There are lots of reports out with tidbits of information which combine to paint a picture that the tangled supply chain is not going to untangle anytime soon. For your consideration:
- New system to allow cargo ships to register a scheduled arrival time will make it look like the number of ships waiting to unload has decreased.
- Big increase in the number of people who started their own business since start of the pandemic, becoming self-employed.
- Your favorite restaurant may stop taking delivery orders during crunch time.
- Pay and working conditions for truckers are horrible – no wonder there aren’t enough of them.
FreightWaves – 12/1/21 – Ships in California logjam now stuck off Mexico, Taiwan and Japan – You may have heard the number of ships parked off the coast of ports in Southern California has dropped recently.
Good news, right?
Well, not so fast.
Turns out they are parked further off shore, or they may even be parked off Taiwan or Japan yet still be part of the backlog in Los Angeles and Long Beach.
Couple of developments explain this.
First, there is something called a “Safety and Air Quality Area” outside the ports which extends 150 miles to the west and 50 miles to the north and 50 miles to the south. There are safety and air quality reasons to hold down the number of ships that close to the ports.
Second, a new system has been set up to let ships get in line for a spot at the port.
Previously a ship could get a slot only when it arrived within 20 miles of the port. Thus you had to get right off the coast, join the huge crowd, and park in the SAQA before getting in line to unload.
The new system will let ships register their calculated time of arrival (CTA) and therefore get in line to unload based on a theoretical calculation of when they will arrive based on the time they left their last port. This means as soon as you pull out of port in Hong Kong, Taiwan, or Japan, you can calculate and file for a CTA.
Since that will be further in the future than the actual sailing time a ship’s captain could take several approaches. The ship could cruise at a very slow, efficient speed and still arrive in advance of CTA. A ship could park 200 or 300 miles offshore. Or the captain could hang out just off the shore of Taiwan or Japan, only heading out in time to make the CTA.
As a result, the number of ships within the SAQA is dropping fast even though the number of ships waiting to unload in Los Angeles and Long Beach is not dropping.
Wall Street Journal – 11/29/21 – Workers Quit Jobs in Droves to Become Their Own Bosses – One more small reason there is severe disruption in the employment market (and the entire supply chain) is about half a million people have left paid work to become self-employed. The Labor Department shows there are about 9.44 million unincorporated self-employed workers today compared to the start of the pandemic, which means there is a whopping 6% increase in the count of self-employed people.
Another indicator is there were 5.45 million applications for federal tax identification numbers for January through October 2021, which is a 56% increase from same time in 2019. That is half again more people starting their own company. The estimate is two thirds of those are for one person shops, meaning they are not expected to hire any employees.

> _Exercise data_:

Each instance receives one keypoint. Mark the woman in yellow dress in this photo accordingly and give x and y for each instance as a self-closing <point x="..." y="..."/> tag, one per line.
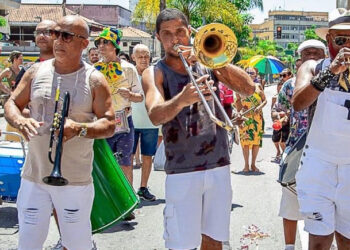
<point x="252" y="130"/>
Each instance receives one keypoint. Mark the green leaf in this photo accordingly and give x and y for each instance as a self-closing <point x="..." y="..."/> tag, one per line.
<point x="2" y="21"/>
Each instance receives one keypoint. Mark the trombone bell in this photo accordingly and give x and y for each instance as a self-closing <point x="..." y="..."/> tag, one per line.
<point x="215" y="45"/>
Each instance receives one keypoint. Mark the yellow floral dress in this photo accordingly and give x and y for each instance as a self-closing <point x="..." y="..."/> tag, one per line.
<point x="252" y="130"/>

> _Tasks and exercises_:
1. According to the supply chain article, how far west of the ports does the "Safety and Air Quality Area" extend?
2. Pick up the supply chain article after its final sentence and keep writing it.

> _Per-task answers_:
1. 150 miles.

2.
Article suggests several possibilities for the flood of newly self-employed. People are:
- seeking flexibility,
- worried about catching Covid,
- upset with mandatory vaccination, or
- disenchanted with the cubical life.
Having been self-employed for one month short of 20 years I say:
To anyone else who has those concerns mentioned above I say: It is astoundingly easy to start your own company and it is so rewarding for so many reasons.
Wall Street Journal – 11/28/21 – Your Favorite Restaurant Might Be Taking Delivery Off the Menu – Restaurants are starting to cut back on the amount of online and delivery orders they will accept. At crunch times they will let go of the lower margin delivery orders in order to concentrate on providing high quality service and timely food to in-person patrons.
Restaurants mentioned that are starting to do this include the Darden restaurant chain (think Olive Garden), Cheesecake Factory, and First Watch Restaurant Group (400 restaurants in their chain).
Staffing shortages are the issue.
NBC News – 11/22/21 – Poor conditions and low pay for truckers helped fuel supply chain crisis – Yet one more reason for the supply chain disruption is most truckers are independent contractors. That means they get paid per load, not per hour. That means if there’s a delay, either in unloading a ship, or finding a specific container, or finding a chassis, or getting trucks into the port, or getting trucks checked out of the port, the burden falls on the trucker. It doesn’t matter one bit to the port, the shippers, or customers whether it takes two hours or five hours to pick up a container. The trucker takes it in the shorts.
Guess what? That means truckers shy away from that work.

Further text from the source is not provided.